[Pointing records]

%%

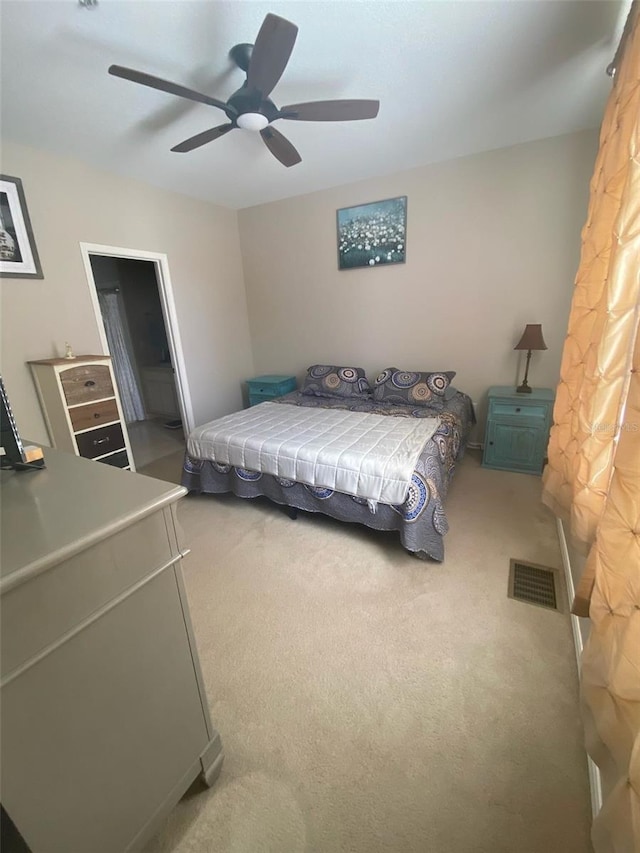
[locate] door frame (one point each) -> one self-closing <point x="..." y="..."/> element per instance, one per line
<point x="165" y="291"/>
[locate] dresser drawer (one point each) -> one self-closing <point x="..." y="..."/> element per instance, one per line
<point x="86" y="383"/>
<point x="117" y="460"/>
<point x="100" y="441"/>
<point x="38" y="612"/>
<point x="94" y="414"/>
<point x="516" y="409"/>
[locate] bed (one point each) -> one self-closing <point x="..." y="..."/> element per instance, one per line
<point x="419" y="518"/>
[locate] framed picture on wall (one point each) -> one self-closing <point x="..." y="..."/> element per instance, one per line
<point x="18" y="253"/>
<point x="373" y="234"/>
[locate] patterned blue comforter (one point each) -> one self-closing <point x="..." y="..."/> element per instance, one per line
<point x="420" y="520"/>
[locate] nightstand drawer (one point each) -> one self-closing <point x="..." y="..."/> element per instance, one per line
<point x="271" y="386"/>
<point x="517" y="429"/>
<point x="98" y="442"/>
<point x="515" y="410"/>
<point x="262" y="388"/>
<point x="86" y="383"/>
<point x="94" y="414"/>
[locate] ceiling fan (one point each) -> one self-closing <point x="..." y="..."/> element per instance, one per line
<point x="251" y="107"/>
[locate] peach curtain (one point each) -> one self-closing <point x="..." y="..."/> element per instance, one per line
<point x="593" y="476"/>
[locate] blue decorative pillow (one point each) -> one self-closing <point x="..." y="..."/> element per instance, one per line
<point x="327" y="380"/>
<point x="415" y="388"/>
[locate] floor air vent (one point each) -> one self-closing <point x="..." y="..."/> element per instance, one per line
<point x="533" y="584"/>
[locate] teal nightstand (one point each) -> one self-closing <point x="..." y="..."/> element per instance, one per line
<point x="517" y="430"/>
<point x="263" y="388"/>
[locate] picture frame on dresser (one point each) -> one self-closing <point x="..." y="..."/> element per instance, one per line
<point x="18" y="253"/>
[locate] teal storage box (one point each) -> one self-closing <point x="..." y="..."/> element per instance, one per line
<point x="262" y="388"/>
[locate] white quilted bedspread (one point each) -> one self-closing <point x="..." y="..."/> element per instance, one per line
<point x="358" y="453"/>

%%

§ PROBLEM REQUIREMENTS:
All of the records above must be copied exactly, except for the pictures.

§ RESPONSE:
[locate] door frame (one point each) -> one self-closing <point x="..." y="..."/> element per instance, one per line
<point x="165" y="291"/>
[locate] dresser drawer (one point each) -> one self-closing <point x="..." y="..."/> element per instance, one per line
<point x="86" y="383"/>
<point x="117" y="460"/>
<point x="100" y="441"/>
<point x="38" y="612"/>
<point x="94" y="414"/>
<point x="516" y="409"/>
[locate] bed (one point each) -> one self-closing <point x="..." y="..."/> element per instance, one per line
<point x="419" y="518"/>
[locate] framed picture on wall (one point each) -> one self-closing <point x="..." y="..."/> element per instance, one per line
<point x="18" y="253"/>
<point x="373" y="234"/>
[locate] patterned blue comforter (one point each) -> one self-closing <point x="..." y="..."/> element per instance, one per line
<point x="420" y="520"/>
[locate] nightstand drawer (one point each) -> one self-closing <point x="..." y="..."/> element per instance, one per line
<point x="271" y="386"/>
<point x="517" y="429"/>
<point x="98" y="442"/>
<point x="515" y="410"/>
<point x="262" y="388"/>
<point x="86" y="383"/>
<point x="94" y="414"/>
[locate] ceiling fan (one point each) -> one self-closing <point x="..." y="..."/> element per instance, one per line
<point x="251" y="107"/>
[locate] peach curtain (one point each) -> one self-closing <point x="..." y="..."/> element per instance, one per line
<point x="593" y="476"/>
[locate] blue decorative pillow (one point each) -> one self-closing <point x="..." y="..."/> element per instance, one per line
<point x="327" y="380"/>
<point x="415" y="388"/>
[locate] floor air vent (one point each) -> one self-closing <point x="..." y="..."/> element per instance, one per line
<point x="533" y="584"/>
[locate] teal nightstand (one point each) -> one self-closing <point x="..." y="..."/> element per instance, one per line
<point x="517" y="430"/>
<point x="263" y="388"/>
[locate] picture frame on dresser (one point each) -> one self-closing <point x="..." y="..."/> element per instance, one per line
<point x="18" y="253"/>
[locate] teal storage box (one point each) -> one self-closing <point x="..." y="..."/> element per instance, one per line
<point x="262" y="388"/>
[locate] white quilted bedspread (one point each) -> one self-closing <point x="..." y="..."/> element per instance, one per line
<point x="358" y="453"/>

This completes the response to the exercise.